__The task__
Format every line of the material below as a JSON list of strings, one string per line, skipping any blank lines.

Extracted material
## BEGIN

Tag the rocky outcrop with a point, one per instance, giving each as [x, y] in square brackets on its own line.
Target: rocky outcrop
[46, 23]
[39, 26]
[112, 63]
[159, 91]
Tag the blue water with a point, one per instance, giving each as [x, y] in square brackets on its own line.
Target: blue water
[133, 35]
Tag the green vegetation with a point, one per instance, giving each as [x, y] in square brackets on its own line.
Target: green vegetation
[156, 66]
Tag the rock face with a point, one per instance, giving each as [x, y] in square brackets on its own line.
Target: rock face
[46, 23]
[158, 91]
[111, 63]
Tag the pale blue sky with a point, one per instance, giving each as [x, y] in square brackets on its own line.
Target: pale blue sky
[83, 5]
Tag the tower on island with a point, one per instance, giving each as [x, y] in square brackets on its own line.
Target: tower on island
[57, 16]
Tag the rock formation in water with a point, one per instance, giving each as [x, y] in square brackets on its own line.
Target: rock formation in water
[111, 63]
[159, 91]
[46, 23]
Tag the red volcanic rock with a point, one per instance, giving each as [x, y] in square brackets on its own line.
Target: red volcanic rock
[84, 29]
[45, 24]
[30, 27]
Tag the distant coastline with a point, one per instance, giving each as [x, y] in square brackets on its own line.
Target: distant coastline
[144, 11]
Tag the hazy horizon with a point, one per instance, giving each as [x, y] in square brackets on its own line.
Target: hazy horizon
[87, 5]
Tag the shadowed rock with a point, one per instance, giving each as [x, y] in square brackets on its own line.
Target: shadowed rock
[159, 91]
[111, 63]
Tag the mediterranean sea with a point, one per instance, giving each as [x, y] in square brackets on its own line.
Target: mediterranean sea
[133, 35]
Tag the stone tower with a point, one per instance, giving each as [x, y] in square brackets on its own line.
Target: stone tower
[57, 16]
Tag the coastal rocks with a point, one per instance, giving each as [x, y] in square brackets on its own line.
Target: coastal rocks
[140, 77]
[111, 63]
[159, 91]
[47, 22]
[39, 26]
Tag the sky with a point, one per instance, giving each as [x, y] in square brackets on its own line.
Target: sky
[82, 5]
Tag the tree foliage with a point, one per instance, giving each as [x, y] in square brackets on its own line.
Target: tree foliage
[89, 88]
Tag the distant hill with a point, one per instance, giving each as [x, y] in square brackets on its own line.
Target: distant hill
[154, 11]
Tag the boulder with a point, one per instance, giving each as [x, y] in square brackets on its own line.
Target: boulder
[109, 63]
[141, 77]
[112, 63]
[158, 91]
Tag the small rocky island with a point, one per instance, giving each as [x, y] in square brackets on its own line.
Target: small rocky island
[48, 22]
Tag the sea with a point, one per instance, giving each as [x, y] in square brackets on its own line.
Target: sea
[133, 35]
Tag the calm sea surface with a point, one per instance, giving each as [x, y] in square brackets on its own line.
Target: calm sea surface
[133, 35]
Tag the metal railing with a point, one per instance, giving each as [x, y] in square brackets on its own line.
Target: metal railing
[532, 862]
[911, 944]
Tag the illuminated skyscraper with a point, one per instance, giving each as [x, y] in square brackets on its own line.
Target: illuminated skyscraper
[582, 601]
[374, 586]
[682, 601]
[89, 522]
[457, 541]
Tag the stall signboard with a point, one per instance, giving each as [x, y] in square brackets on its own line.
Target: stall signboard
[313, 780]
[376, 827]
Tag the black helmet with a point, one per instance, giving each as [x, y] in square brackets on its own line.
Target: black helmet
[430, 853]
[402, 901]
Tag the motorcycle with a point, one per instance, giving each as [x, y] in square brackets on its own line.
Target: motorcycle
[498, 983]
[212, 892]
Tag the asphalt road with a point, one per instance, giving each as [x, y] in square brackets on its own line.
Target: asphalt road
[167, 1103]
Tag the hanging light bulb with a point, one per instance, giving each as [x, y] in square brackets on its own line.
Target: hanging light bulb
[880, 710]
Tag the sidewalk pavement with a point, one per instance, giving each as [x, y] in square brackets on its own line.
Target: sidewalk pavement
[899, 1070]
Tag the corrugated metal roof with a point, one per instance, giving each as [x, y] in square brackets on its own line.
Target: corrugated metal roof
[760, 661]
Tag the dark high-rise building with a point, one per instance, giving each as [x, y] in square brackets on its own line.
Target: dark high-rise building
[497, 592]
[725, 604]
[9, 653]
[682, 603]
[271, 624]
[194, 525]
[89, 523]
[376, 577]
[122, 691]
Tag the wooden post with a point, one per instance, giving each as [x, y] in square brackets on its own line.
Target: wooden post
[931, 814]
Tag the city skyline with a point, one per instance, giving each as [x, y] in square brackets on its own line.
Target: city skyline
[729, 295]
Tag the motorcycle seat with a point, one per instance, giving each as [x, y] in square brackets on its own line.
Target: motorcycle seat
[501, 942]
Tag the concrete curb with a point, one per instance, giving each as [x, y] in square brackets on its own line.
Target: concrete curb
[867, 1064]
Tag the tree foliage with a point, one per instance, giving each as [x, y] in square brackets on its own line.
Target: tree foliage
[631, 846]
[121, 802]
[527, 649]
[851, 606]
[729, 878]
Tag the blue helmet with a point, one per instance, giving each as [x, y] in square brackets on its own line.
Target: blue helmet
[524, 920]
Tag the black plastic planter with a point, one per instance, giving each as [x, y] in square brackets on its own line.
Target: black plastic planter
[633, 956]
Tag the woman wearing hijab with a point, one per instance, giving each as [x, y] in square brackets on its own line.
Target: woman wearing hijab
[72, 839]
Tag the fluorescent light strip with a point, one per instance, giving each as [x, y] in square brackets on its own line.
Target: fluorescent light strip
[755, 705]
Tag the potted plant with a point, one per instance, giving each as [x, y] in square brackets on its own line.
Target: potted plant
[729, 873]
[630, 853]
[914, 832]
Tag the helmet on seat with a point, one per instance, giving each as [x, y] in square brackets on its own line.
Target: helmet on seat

## END

__Answer to this problem__
[
  "Tag the rocky outcrop with a point, one per instance, giving each as [x, y] in square brackets on its own line.",
  "Target: rocky outcrop",
  "[46, 23]",
  "[39, 26]",
  "[112, 63]",
  "[159, 91]",
  "Tag the blue water with a point, one per instance, giving each as [x, y] in square brackets on its own line.",
  "Target: blue water",
  "[133, 35]",
  "Tag the green vegetation with a point, one per instance, giving each as [x, y] in square brackets on its own line.",
  "Target: green vegetation",
  "[156, 66]",
  "Tag the rock face with a point, one per instance, giving each as [x, y] in square brackets on its own line.",
  "Target: rock face",
  "[46, 23]",
  "[158, 91]",
  "[111, 63]",
  "Tag the pale blue sky with a point, one per instance, giving each as [x, y] in square brackets on its own line.",
  "Target: pale blue sky",
  "[83, 5]",
  "Tag the tower on island with a point, one per instance, giving each as [x, y] in square brackets on its own line.",
  "Target: tower on island",
  "[57, 16]",
  "Tag the rock formation in water with a point, one per instance, giving each as [x, y] in square brackets on its own line.",
  "Target: rock formation in water",
  "[111, 63]",
  "[159, 91]",
  "[46, 23]",
  "Tag the red volcanic rock with a point, one per instance, giving each as [x, y] in square brackets on its own line.",
  "Target: red volcanic rock",
  "[84, 29]",
  "[45, 24]",
  "[30, 27]",
  "Tag the distant coastline with a point, one per instance, giving each as [x, y] in square brackets on its own line.",
  "Target: distant coastline",
  "[144, 11]",
  "Tag the hazy horizon with a point, one per instance, giving each as [x, y] in square brackets on its own line.",
  "Target: hazy horizon",
  "[87, 5]",
  "Tag the shadowed rock with a point, one per instance, giving each as [x, y] in square brackets on its own line.",
  "Target: shadowed rock",
  "[159, 91]",
  "[111, 63]",
  "Tag the mediterranean sea with a point, one per instance, giving each as [x, y] in square brackets on its own line.",
  "Target: mediterranean sea",
  "[133, 35]",
  "Tag the stone tower with a point, one per instance, giving each as [x, y] in square brackets on its own line.",
  "Target: stone tower",
  "[57, 16]",
  "Tag the coastal rocks with a point, one per instance, giving each as [x, y] in square brackets on its own line.",
  "Target: coastal rocks",
  "[140, 77]",
  "[111, 63]",
  "[159, 91]",
  "[47, 22]",
  "[39, 26]",
  "Tag the sky with a point, one per instance, giving each as [x, y] in square brackets on its own line.",
  "Target: sky",
  "[82, 5]",
  "Tag the tree foliage with a point, one per instance, giving each as [x, y] in square brackets on its own line.",
  "Target: tree foliage",
  "[89, 88]",
  "Tag the distant hill with a point, one per instance, giving each as [x, y] in square brackets on its own line.",
  "Target: distant hill",
  "[154, 11]",
  "Tag the boulder with a point, one per instance, giving each as [x, y] in square brackets on its own line.",
  "Target: boulder",
  "[109, 63]",
  "[141, 77]",
  "[112, 63]",
  "[158, 91]",
  "Tag the small rocky island with a point, one per instance, giving each as [x, y] in square brackets on its own line.",
  "Target: small rocky island",
  "[48, 22]",
  "Tag the sea with a point, one per instance, giving each as [x, y] in square brackets on its own line.",
  "Target: sea",
  "[133, 35]",
  "Tag the calm sea surface with a point, one per instance, giving each as [x, y] in square brackets on its own line.",
  "Target: calm sea surface",
  "[133, 35]",
  "Tag the metal railing with a point, one per instance, giving each as [x, y] in square brackets on its own line.",
  "Target: metal railing",
  "[532, 862]",
  "[911, 944]",
  "Tag the illuminated skyscraper with a point, one per instance, giving each as [x, y] in square brackets on its own line.",
  "Target: illuminated skyscraper",
  "[582, 601]",
  "[374, 586]",
  "[682, 601]",
  "[89, 522]",
  "[457, 541]",
  "Tag the stall signboard with a point, one per instance, giving each as [x, y] in square brackets on its own line.",
  "Target: stall signboard",
  "[313, 780]",
  "[376, 827]",
  "Tag the black helmet with a point, one per instance, giving each as [x, y] in square brackets on its own line.",
  "Target: black helmet",
  "[430, 853]",
  "[402, 901]",
  "Tag the motorcycle with a point, one per instance, giving each as [x, y] in square brackets on its own line.",
  "Target: motorcycle",
  "[498, 983]",
  "[212, 892]",
  "Tag the asphalt road with a point, one per instance, giving each as [x, y] in square brackets on its own line.",
  "Target: asphalt road",
  "[167, 1103]",
  "Tag the hanging light bulb with a point, one per instance, giving each as [x, y] in square brackets on its own line.",
  "Target: hanging light bulb",
  "[880, 710]",
  "Tag the sidewalk pavement with a point, one per instance, giving each as [x, y] in square brackets on its own line.",
  "Target: sidewalk pavement",
  "[899, 1070]",
  "Tag the corrugated metal roof with a point, one per instance, giving each as [x, y] in square brackets on its own line.",
  "Target: corrugated metal roof",
  "[760, 661]",
  "Tag the dark high-rise building with a point, one per instance, giving each as [x, y] in square brackets on its own line.",
  "Target: dark high-rise building",
  "[497, 592]",
  "[725, 604]",
  "[9, 653]",
  "[682, 603]",
  "[271, 624]",
  "[194, 525]",
  "[89, 523]",
  "[376, 577]",
  "[122, 691]",
  "Tag the wooden post with a point, one per instance, giving each as [x, y] in square brackets on its own line.",
  "Target: wooden post",
  "[931, 814]",
  "Tag the city skyline with a point, one per instance, giving each as [x, y] in square brackets on its own line.",
  "Target: city skyline",
  "[729, 295]",
  "Tag the motorcycle seat with a point, one per instance, giving each as [x, y] in square brackets on its own line.",
  "Target: motorcycle seat",
  "[501, 942]",
  "Tag the concrete curb with a point, one per instance, giving each as [x, y] in square brackets on its own line.",
  "Target: concrete curb",
  "[867, 1064]",
  "Tag the tree foliage with a point, one per instance, giving each as [x, y] in square brackets on its own line.",
  "Target: tree foliage",
  "[631, 846]",
  "[121, 802]",
  "[527, 649]",
  "[851, 606]",
  "[729, 878]",
  "Tag the blue helmet with a point, one per instance, giving each as [x, y] in square brackets on its own line.",
  "Target: blue helmet",
  "[524, 920]",
  "Tag the black plastic planter with a point, one per instance, giving each as [x, y] in square brackets on its own line.",
  "Target: black plastic planter",
  "[633, 956]",
  "Tag the woman wearing hijab with a point, one per instance, giving each as [x, y] in square brackets on its own line.",
  "Target: woman wearing hijab",
  "[72, 839]",
  "Tag the fluorescent light strip with a point, one per instance, giving each as [x, y] in square brackets on its own line.",
  "Target: fluorescent light strip",
  "[755, 705]",
  "Tag the potted plant with a point, one per instance, giving each as [x, y] in square brackets on its own line.",
  "Target: potted plant",
  "[729, 873]",
  "[630, 853]",
  "[914, 832]",
  "Tag the helmet on seat with a point, one per instance, giving each as [x, y] in square brackets on its own line.",
  "Target: helmet on seat"
]